§ **WRITTEN EXERCISE**
Using the records below, copy out exactly the line that contains "Phrase -- red suv" and every line that follows it, up to and including the last, and no others.

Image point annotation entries
□ □ □ □ □

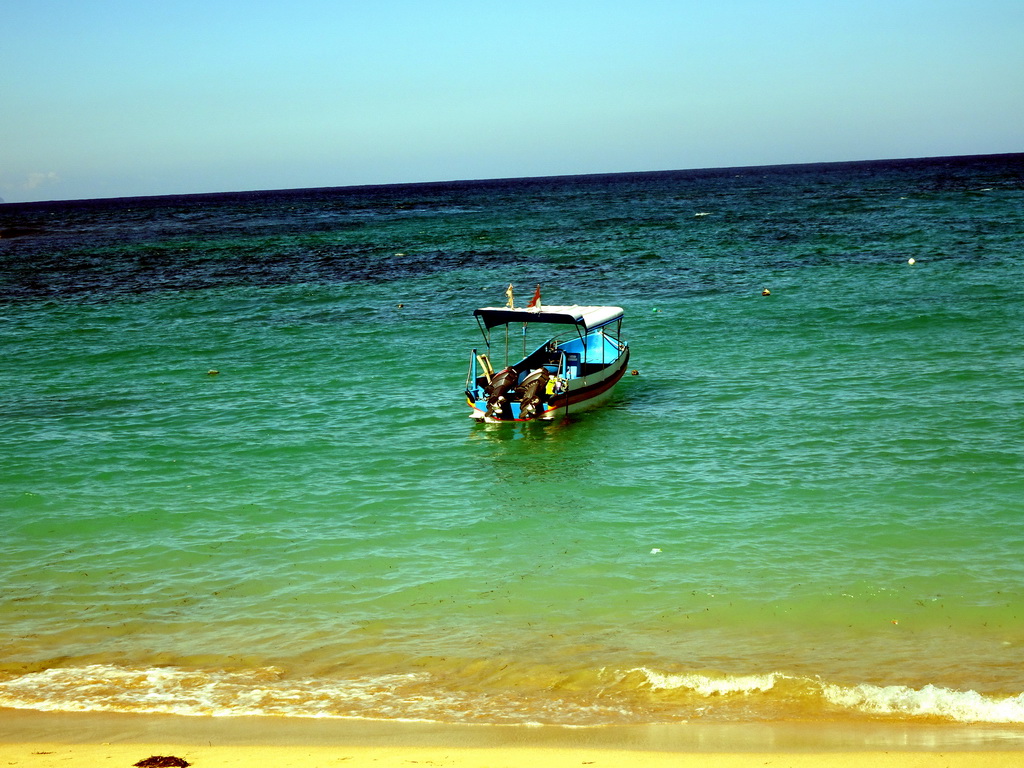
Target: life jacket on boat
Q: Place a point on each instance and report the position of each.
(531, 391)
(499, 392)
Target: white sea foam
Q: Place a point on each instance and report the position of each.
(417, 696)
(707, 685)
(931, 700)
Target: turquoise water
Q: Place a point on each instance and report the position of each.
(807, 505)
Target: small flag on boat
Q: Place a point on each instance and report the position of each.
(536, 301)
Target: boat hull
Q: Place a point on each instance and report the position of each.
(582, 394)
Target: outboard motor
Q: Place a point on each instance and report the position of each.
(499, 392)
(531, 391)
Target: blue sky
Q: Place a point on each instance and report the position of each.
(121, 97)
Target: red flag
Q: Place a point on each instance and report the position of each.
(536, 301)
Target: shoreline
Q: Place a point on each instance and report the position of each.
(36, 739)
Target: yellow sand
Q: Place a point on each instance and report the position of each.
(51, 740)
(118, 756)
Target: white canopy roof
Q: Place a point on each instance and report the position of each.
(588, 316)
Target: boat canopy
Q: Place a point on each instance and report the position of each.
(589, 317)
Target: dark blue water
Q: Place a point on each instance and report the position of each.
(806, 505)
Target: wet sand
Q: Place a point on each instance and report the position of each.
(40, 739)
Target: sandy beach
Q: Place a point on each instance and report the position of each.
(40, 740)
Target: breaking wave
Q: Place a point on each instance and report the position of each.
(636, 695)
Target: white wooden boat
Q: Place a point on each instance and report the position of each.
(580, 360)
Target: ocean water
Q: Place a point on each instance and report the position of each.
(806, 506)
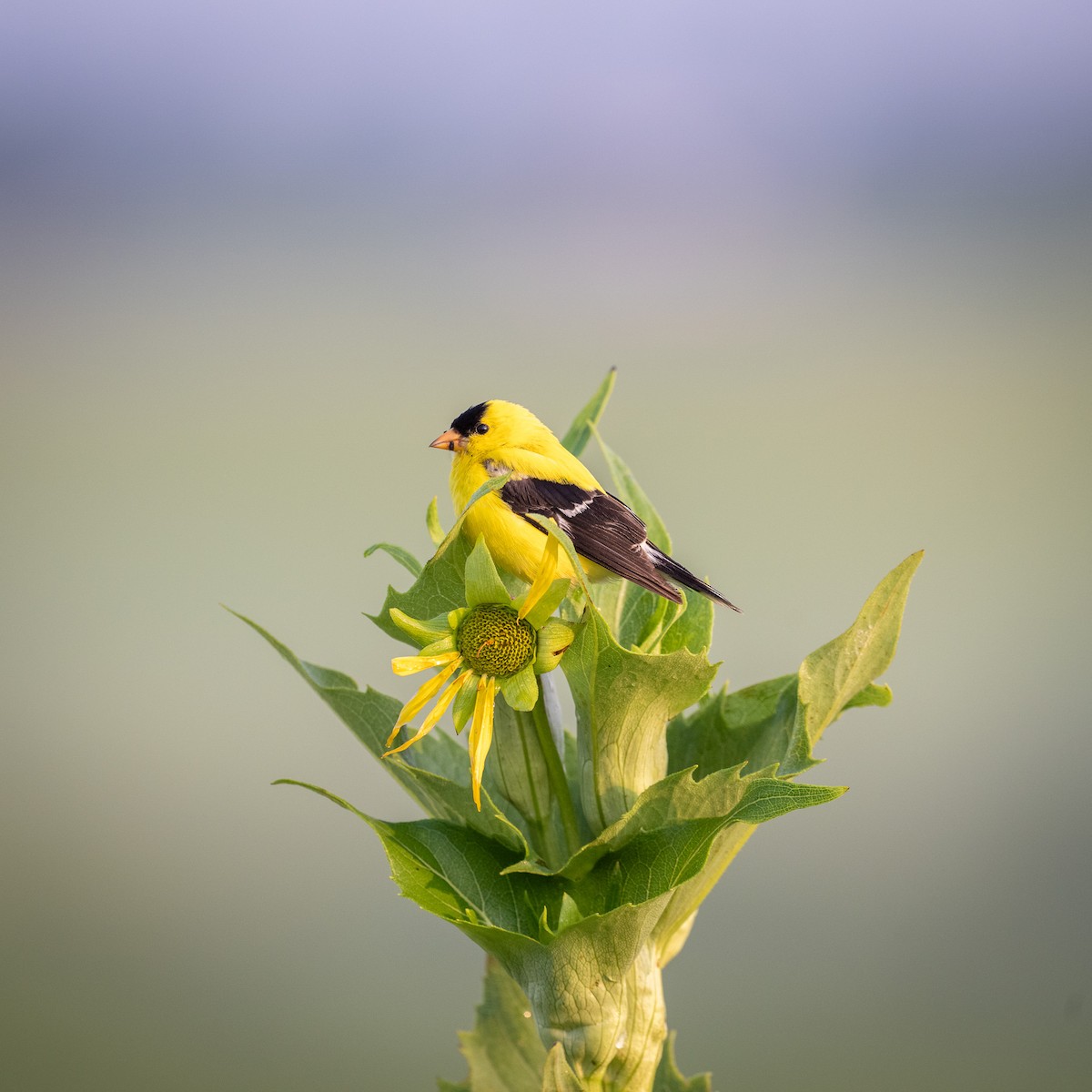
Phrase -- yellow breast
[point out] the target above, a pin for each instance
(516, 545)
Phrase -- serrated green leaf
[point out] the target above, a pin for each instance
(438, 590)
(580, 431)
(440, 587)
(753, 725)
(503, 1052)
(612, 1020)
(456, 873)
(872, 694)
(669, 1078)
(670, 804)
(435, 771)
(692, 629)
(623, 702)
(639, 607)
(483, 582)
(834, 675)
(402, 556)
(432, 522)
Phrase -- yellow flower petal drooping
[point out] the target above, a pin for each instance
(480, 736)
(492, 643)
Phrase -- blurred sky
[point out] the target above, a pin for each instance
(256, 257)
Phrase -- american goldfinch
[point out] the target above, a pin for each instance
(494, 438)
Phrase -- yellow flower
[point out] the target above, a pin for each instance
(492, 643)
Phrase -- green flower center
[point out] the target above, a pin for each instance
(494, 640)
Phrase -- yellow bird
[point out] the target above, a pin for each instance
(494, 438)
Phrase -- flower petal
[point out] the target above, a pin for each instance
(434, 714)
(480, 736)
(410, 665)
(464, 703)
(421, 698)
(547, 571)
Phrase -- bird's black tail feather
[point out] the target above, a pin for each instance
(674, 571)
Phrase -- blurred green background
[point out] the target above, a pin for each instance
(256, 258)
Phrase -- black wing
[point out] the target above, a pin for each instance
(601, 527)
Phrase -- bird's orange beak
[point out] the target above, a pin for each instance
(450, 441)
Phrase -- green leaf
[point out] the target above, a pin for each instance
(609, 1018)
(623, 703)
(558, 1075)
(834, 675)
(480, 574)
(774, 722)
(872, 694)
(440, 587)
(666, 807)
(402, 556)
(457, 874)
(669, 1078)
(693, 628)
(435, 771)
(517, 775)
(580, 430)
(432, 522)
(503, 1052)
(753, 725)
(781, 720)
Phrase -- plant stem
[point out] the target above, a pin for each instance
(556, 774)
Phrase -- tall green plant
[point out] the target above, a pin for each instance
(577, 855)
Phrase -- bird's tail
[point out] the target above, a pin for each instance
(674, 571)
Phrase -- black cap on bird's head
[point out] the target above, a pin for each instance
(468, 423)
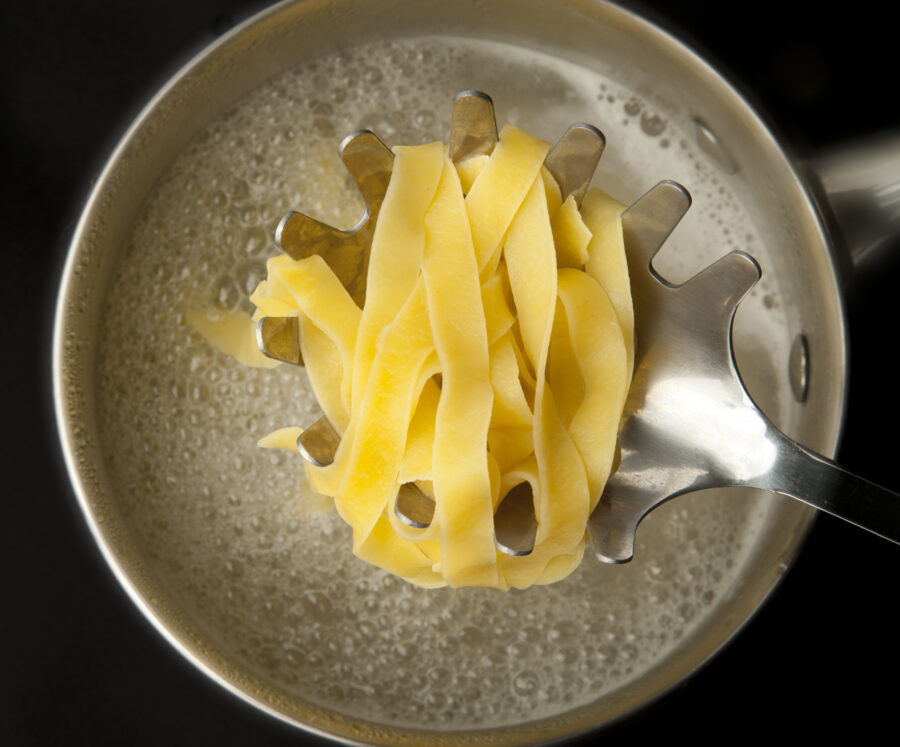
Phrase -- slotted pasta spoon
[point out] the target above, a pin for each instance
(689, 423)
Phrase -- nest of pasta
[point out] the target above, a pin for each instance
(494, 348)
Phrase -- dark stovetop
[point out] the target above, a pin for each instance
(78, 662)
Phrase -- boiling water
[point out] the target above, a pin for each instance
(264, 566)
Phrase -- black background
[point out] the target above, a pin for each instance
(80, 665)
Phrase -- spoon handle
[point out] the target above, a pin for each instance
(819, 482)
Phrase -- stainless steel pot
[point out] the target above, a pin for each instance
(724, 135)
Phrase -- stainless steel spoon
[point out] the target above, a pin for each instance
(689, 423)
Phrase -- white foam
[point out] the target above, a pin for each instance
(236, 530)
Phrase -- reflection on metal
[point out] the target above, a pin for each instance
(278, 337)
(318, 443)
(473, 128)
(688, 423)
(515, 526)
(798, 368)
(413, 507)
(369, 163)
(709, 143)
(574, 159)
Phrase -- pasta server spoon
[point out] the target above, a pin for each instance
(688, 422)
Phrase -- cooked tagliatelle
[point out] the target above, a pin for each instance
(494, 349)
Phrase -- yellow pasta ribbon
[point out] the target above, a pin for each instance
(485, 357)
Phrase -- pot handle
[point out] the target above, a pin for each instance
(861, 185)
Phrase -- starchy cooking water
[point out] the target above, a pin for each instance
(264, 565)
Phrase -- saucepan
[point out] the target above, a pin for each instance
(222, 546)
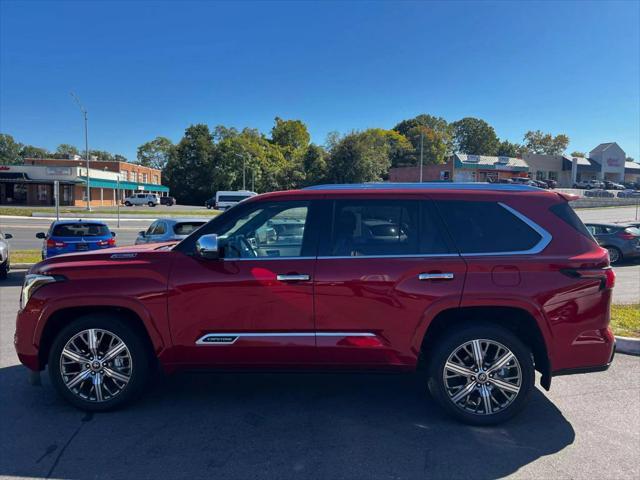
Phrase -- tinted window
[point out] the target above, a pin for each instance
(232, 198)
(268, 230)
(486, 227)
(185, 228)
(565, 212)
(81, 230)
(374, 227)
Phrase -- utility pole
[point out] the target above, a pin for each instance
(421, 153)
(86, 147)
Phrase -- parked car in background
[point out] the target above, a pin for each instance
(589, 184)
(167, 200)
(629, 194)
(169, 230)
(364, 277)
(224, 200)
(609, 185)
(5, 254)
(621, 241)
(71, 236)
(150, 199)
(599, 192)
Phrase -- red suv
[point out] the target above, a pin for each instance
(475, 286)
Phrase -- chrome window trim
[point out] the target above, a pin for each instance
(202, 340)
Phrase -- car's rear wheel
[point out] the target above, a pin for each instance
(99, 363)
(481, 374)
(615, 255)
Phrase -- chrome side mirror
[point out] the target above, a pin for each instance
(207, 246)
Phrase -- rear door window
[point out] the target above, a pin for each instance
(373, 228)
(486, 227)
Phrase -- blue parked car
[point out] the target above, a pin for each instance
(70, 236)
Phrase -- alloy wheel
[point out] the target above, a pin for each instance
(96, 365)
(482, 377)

□ □ □ □ □

§ **ANSWER TO THE TASK**
Phrase -- red suv
[point out] the target above, a pin for each instance
(475, 286)
Phrase -- chrome window trim
[point out] the target above, a pin for each instance
(202, 340)
Phrase -- car's rear wheel
[point out] the target above, a pin for each instance
(99, 363)
(481, 374)
(615, 255)
Phrase -- chrome side mirror
[point out] the target above, a pin for each instance
(207, 246)
Phrase -- rear door window
[point out] the target above, a pin for each instance
(373, 228)
(486, 227)
Phrase -- blue parked car
[point out] the target above, a pin for each instance
(70, 236)
Phrase -- alloy wheel
[point out] the target above, a pin for each instance
(96, 365)
(482, 377)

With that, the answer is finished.